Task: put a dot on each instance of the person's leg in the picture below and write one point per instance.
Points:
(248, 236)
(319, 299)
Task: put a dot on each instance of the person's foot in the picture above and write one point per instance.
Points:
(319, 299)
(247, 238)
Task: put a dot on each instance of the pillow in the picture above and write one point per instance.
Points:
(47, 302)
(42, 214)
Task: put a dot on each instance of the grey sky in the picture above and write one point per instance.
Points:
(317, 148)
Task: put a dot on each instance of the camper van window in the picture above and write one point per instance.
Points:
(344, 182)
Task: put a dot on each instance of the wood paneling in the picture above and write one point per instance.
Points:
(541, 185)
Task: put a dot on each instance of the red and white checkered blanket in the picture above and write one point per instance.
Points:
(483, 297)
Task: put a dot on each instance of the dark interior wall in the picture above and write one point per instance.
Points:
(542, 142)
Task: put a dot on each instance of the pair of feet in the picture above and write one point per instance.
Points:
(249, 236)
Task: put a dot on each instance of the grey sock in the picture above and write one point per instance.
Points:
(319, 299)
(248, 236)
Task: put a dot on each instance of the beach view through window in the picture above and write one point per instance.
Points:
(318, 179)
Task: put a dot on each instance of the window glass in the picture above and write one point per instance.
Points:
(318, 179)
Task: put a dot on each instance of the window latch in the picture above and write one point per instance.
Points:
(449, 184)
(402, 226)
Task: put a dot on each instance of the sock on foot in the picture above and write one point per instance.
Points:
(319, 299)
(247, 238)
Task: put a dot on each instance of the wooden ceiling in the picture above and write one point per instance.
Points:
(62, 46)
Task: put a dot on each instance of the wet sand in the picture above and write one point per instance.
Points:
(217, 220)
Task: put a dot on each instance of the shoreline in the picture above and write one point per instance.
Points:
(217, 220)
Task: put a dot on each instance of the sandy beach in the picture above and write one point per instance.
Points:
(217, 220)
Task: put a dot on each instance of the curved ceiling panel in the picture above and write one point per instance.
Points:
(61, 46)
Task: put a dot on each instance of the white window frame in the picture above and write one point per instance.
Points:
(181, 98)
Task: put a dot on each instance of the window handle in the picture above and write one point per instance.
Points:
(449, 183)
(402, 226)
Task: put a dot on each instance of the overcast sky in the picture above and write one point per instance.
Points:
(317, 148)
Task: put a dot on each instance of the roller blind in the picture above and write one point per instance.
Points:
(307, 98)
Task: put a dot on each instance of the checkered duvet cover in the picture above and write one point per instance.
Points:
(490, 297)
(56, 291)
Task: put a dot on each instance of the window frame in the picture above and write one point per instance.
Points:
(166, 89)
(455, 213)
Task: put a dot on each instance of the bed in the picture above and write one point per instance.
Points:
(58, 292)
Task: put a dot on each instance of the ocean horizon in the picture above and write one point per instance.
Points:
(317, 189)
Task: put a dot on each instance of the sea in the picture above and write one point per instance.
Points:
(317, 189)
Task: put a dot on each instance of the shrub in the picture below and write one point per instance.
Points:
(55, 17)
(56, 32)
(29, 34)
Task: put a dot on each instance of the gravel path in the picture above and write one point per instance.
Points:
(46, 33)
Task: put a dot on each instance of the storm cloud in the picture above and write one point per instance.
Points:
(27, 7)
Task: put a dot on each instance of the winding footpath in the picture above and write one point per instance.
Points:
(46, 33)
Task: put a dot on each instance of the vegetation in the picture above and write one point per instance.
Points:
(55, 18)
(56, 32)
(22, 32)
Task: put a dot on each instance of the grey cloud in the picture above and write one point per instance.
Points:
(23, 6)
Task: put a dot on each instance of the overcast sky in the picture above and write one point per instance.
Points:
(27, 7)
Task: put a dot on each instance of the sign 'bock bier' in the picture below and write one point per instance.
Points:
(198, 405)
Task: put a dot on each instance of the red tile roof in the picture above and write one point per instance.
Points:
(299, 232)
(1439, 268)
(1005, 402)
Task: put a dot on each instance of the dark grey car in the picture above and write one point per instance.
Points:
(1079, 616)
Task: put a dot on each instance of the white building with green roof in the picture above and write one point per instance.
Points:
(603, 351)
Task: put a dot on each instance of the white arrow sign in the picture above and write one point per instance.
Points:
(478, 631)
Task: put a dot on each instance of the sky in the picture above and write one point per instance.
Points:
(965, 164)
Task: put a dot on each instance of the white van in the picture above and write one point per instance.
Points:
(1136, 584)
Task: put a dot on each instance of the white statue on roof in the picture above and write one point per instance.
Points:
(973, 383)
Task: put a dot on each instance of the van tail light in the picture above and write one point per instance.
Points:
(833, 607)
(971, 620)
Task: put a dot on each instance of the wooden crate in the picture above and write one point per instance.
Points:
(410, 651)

##############################

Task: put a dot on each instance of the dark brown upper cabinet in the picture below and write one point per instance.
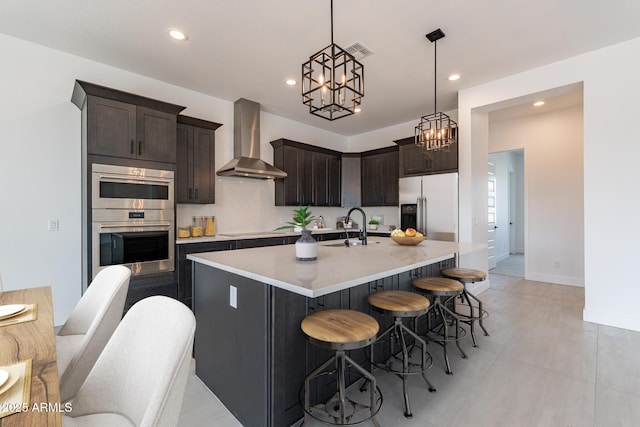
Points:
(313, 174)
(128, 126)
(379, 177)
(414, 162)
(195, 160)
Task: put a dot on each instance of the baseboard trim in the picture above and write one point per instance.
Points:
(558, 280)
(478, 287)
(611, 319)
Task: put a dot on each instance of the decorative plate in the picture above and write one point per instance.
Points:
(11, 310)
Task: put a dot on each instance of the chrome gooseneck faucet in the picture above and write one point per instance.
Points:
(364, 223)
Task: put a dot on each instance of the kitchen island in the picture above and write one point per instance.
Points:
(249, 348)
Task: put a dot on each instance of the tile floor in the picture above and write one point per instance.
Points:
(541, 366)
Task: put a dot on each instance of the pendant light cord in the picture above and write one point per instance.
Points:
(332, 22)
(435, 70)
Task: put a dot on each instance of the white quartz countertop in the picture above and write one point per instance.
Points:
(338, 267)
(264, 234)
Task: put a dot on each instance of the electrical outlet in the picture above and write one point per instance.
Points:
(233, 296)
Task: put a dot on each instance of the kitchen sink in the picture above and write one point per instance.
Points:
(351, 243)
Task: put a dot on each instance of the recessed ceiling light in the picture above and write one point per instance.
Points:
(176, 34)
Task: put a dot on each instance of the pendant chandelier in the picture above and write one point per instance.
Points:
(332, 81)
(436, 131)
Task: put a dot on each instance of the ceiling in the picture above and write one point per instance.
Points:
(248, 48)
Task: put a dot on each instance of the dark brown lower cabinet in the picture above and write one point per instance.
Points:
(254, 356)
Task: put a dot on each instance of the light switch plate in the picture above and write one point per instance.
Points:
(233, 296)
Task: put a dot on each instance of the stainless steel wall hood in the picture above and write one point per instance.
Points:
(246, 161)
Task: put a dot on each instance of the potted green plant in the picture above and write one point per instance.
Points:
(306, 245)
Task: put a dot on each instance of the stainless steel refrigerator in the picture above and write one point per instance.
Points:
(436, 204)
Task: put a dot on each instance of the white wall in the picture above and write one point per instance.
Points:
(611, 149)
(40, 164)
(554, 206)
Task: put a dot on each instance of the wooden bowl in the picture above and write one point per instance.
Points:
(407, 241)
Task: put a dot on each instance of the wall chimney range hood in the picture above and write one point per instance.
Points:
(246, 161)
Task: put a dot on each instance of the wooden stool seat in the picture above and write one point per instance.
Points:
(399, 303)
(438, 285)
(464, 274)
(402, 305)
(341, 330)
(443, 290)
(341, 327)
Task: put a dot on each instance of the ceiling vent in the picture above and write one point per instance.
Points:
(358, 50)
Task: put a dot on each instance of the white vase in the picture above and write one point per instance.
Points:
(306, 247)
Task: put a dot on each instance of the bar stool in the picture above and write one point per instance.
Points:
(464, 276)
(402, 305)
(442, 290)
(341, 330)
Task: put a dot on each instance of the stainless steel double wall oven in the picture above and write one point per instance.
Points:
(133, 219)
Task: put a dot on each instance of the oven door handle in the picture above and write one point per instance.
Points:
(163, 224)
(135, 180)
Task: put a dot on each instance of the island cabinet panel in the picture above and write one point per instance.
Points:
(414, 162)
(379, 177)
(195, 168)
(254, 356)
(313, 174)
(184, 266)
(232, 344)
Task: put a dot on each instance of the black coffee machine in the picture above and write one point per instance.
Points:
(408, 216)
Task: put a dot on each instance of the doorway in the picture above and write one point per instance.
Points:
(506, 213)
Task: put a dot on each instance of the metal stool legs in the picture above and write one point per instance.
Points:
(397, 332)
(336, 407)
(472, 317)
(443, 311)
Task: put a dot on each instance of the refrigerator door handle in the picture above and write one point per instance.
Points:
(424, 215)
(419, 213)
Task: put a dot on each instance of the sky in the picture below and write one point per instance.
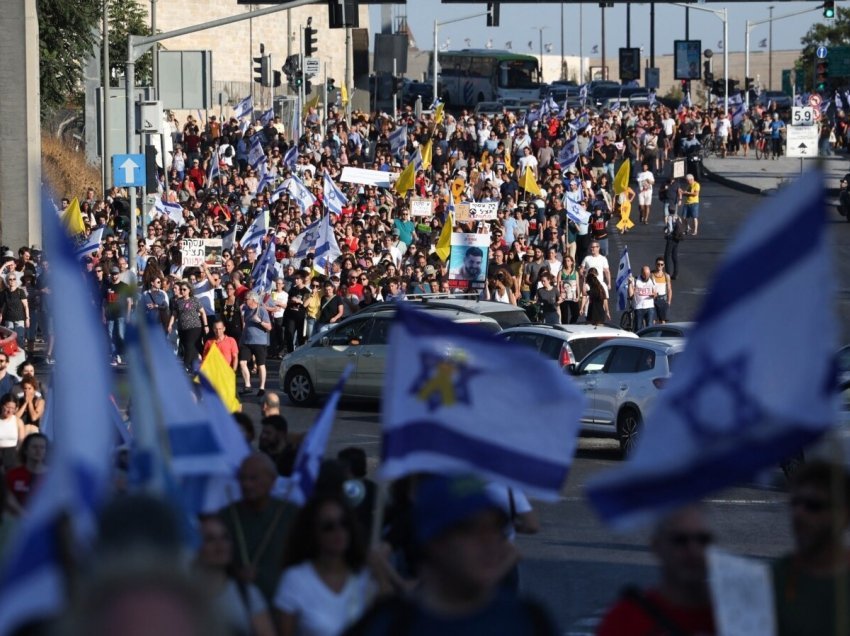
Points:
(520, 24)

##############################

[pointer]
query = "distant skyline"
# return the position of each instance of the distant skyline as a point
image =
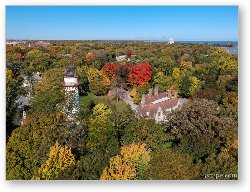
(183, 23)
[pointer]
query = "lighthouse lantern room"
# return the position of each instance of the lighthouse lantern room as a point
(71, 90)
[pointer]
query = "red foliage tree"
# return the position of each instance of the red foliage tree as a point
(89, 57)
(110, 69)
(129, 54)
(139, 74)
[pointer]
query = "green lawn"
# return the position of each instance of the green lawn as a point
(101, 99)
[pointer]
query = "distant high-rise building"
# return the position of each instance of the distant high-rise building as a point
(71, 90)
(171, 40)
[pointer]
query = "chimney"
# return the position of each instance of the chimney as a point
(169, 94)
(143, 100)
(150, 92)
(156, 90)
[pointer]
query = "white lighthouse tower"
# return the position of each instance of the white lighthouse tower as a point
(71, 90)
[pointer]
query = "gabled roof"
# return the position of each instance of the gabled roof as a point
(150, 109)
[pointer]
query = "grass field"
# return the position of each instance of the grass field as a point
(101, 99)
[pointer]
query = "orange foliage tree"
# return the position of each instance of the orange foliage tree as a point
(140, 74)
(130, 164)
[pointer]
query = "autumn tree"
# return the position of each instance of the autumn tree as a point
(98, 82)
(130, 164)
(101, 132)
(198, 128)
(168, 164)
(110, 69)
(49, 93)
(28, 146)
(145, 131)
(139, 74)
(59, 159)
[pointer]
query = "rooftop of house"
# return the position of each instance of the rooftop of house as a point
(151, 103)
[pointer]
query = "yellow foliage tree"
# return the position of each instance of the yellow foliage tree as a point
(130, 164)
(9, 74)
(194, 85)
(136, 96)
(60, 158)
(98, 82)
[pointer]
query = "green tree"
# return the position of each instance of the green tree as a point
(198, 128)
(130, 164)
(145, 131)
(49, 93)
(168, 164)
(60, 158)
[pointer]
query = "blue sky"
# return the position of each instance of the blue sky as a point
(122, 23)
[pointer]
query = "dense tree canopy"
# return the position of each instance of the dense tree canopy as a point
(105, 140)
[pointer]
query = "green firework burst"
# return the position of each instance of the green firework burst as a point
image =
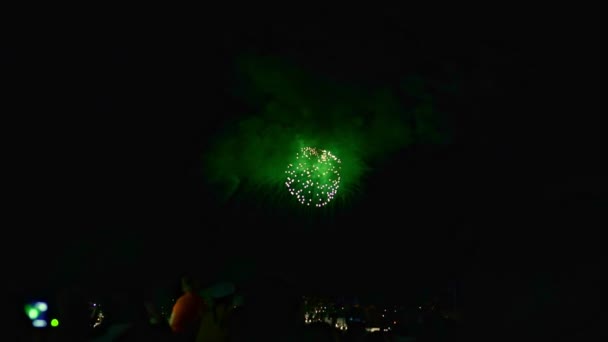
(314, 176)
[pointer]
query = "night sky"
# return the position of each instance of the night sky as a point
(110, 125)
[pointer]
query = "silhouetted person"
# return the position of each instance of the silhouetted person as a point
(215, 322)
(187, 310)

##############################

§ WHAT IS REQUIRED
Filter the records above for "checkered" and copy every matching line.

§ YOUR RESPONSE
Task: put a dot on each instance of the red and white checkered blanket in the picture above and write one point per instance.
Task: put a dot on each instance of the checkered duvet cover in the picture above and write one point per instance.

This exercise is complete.